■ **ТЕКСТ ДЛЯ ЧТЕНИЯ**
Плеяда молодых художников, творивших, так сказать, под знаком Врубеля («Врубель был нашей эпохой», — говорил Кузьма Петров-Водкин), демонстрировала свою поэтично-философскую пластику на знаменитых выставках «Алая роза» (1904), «Голубая роза» (1907).
У Константина Паустовского есть повесть «Золотая роза». Паустовский, писатель следующей эпохи, — феноменальное явление советской литературы. Непостижимо, как он умудрился в кроваво жестокие годы, десятилетия писать о нежном и красивом, светлом и теплом. Не читали? Ну, даже крохотный фрагмент его воспоминаний даст представление о стиле этого стойкого романтика. В отрывке речь как раз о «Демоне поверженном».
Паустовский рассказывает, как в Киеве отец, увлекавшийся фотографией, давал ему проявлять катушки с пленкой. На одной из них были московские снимки, в частности, «несколько снимков худого маленького человека в коротком пиджаке, с галстуком, завязанным бантом. Человек этот стоял около стены. На ней висела длинная узкая картина. Долго я не мог ничего разобрать на этой картине. Потом я наконец увидел худое горбоносое лицо с огромными печальными глазами. Лицо это было завалено птичьими перьями». Отец сказал, что это «Демон» Врубеля, а мальчик вспомнил их с отцом визит к приезжавшему в Киев художнику. Нервозный хвастун Врубель, говоривший о своих киевских росписях «вот это живопись!», тогда мальчику не понравился. «Демон» на снимке проявился неотчетливо.
«Увидел я эту картину впервые гораздо позже, зимой 1911 года, в Третьяковской галерее.
Москва дымилась от стужи. Пар вырывался из набухших дверей трактиров. Среди уютного московского снега, заиндевелых бульваров, заросших льдом окон и зеленоватых газовых фонарей сверкала, как синий алмаз, как драгоценность, найденная на сияющих вершинах Кавказа, эта картина Врубеля. Она жила в зале галереи холодом прекрасного, величием человеческой тоски.
Я долго стоял перед „Демоном“. Впервые я понял, что созерцание таких картин не только дает зрительное наслаждение, но вызывает из глубины сознания такие мысли, о каких человек раньше и не подозревал.
Я вспоминал Лермонтова. Мне представлялось, как он, осторожно позванивая шпорами, входит в Третьяковскую галерею. Входит, ловко скинув внизу, в вестибюле, серую шинель на руки сторожу, и потом долго стоит перед „Демоном“ и разглядывает его сумрачными глазами.
Это он написал о себе горькие слова: „Как в ночь звезды падучей пламень, не нужен в мире я“. Но боже мой, как он ошибался! И как нужен миру этот мгновенный пламень падучих звезд! Потому что не единым хлебом жив человек.
Он считал себя пленником земли. Он растратил жар души в пустыне. Но пустыня расцвела после этого и наполнилась его поэтической силой, его гневом, тоской, его постижением счастья. Ведь это он застенчиво признался: „Из-под куста мне ландыш серебристый приветливо кивает головой“. И кто знает, может быть, острый и режущий воздух горных вершин, забрызганных кровью демона, наполнен очень слабым, очень отдаленным запахом этого приветливого лесного цветка. А он, Лермонтов, как и этот поверженный демон, — просто ребенок, не получивший от жизни того, к чему он страстно стремился: свободы, справедливости и любви».

■ **РАБОЧЕЕ ЗАДАНИЕ**
Продублируйте без изменений отрывок из текста о картине Врубеля «Демон». Начните со слов «Я долго стоял» и остановитесь после слов «хлебом жив человек.».

■ **ИСХОДНЫЕ ДАННЫЕ**
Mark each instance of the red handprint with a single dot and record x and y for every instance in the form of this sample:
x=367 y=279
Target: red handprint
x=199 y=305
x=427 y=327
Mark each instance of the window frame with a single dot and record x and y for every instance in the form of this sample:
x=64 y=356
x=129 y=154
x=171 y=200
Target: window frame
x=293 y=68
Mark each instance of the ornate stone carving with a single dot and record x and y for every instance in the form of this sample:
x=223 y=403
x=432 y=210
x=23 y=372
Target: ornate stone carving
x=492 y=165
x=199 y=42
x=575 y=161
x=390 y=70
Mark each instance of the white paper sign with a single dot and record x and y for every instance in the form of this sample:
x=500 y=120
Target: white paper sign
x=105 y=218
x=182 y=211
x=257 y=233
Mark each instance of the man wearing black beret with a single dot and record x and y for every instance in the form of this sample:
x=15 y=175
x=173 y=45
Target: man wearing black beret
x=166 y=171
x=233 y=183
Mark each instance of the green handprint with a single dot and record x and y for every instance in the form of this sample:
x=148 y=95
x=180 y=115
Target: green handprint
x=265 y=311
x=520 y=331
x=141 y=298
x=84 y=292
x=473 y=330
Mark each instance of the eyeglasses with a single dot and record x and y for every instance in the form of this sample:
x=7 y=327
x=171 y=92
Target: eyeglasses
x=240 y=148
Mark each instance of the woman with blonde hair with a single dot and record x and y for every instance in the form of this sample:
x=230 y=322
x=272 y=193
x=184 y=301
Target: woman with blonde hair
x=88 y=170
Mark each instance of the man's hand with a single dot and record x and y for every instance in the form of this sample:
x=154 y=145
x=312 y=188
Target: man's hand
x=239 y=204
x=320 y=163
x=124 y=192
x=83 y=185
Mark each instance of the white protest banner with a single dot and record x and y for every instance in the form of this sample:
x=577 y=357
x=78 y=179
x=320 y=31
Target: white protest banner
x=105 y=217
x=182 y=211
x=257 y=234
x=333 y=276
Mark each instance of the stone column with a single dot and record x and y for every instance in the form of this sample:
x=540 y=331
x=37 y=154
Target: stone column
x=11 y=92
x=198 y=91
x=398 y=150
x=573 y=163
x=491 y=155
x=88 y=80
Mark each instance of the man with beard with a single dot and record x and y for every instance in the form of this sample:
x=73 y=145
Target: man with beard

■ **ОТВЕТ К ЗАДАНИЮ**
Я долго стоял перед „Демоном“. Впервые я понял, что созерцание таких картин не только дает зрительное наслаждение, но вызывает из глубины сознания такие мысли, о каких человек раньше и не подозревал.
Я вспоминал Лермонтова. Мне представлялось, как он, осторожно позванивая шпорами, входит в Третьяковскую галерею. Входит, ловко скинув внизу, в вестибюле, серую шинель на руки сторожу, и потом долго стоит перед „Демоном“ и разглядывает его сумрачными глазами.
Это он написал о себе горькие слова: „Как в ночь звезды падучей пламень, не нужен в мире я“. Но боже мой, как он ошибался! И как нужен миру этот мгновенный пламень падучих звезд! Потому что не единым хлебом жив человек.